#### ЦИТИРУЕМЫЙ ОТРЫВОК:
_____

Зато западная историческая наука пробила свою глубокую колею хода Второй мировой войны, которая повествует о славе англо-американского оружия, недальновидном Сталине, закидавшем трупами немецкие танки, да лютых русских морозах, спасших глупых и неумелых большевиков. Вроде как Гитлер этим был обречен с самого начала. Вроде как поставки оружия и продовольствия из Соединенных Штатов в СССР сделали из крестьянского сброда настоящую Красную армию, а медлительность и трусость лично Сталина, отдавшего приказ не вступать с немцами в боестолкновения до начала фашистской агрессии, неготовность советских армий стоили гибели миллионов военнослужащих и их отступления до самой Москвы» [2].
…И вот после всех этих размышлений уже который день просматриваю различную тематическую литературу, хожу в библиотеки и архивы, изучаю сайты в Интернете. Убеждаюсь в том, что действительно очень скупо говорится о боях под Ржевом. Напомню, что Западным фронтом, передний край которого в 1942 году находился всего в ста пятидесяти километрах от Москвы, руководил тогда еще генерал армии Г. К. Жуков. Его длительное, более пятнадцати месяцев (с некоторыми перерывами), пребывание под Ржевом также давало повод для размышлений. Получалось, что прославленный полководец вложил много сил, ума и настойчивости в руководство продолжительными боевыми действиями на этом направлении, а в итоге результаты сражений оказались неудачными, что совсем не добавляло ему заслуг. Фашисты так и оставались на занятых ими позициях.
Лишь 3 марта 1943 года войска вермахта сами оставили город Ржев – отошли на новые рубежи, подготовленные ими заранее. Для военной биографии известного маршала это выглядело несолидно. Тот факт, что советские войска через несколько дней после ухода немецких частей вошли в уже оставленный город, ни скрыть, ни переврать было невозможно. Только Совинформбюро, тексты передач которого, кстати, постоянно контролировал вождь, бодро сообщило, как советские войска геройски освободили город Ржев. Жаль, что рядом с этой датой не было каких-либо крупных государственных праздников. То-то была бы причина прицепить это боевое «достижение» к очередному юбилею.
Но все же по большому счету эта книга – не исторический труд в настоящем его понимании: ее автор является представителем большой армии журналистов, хотя и к истории имеет прямое отношение – кандидат исторических наук. Ему совсем не безразлично, как трактуют прошлое России в сегодняшние дни. Конечно, задачи журналистов и историков несколько различаются, но и те и другие в соответствии со спецификой своей профессии стремятся к одной цели – найти истину. На суд читателей представляется журналистское расследование, или, если хотите, исследование тайны в событиях, происшедших во время Великой Отечественной войны.

_____

#### РАЗДЕЛ ДАННЫХ:

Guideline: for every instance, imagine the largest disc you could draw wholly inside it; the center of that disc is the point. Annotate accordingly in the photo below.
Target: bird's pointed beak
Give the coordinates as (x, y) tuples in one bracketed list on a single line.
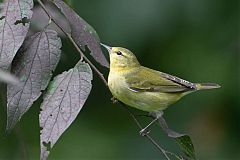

_____

#### ЗАДАНИЕ:
Какого числа, согласно цитируемому отрывку, войска вермахта сами оставили город Ржев?

#### РЕШЕНИЕ ЗАДАЧИ:
3 марта 1943 года.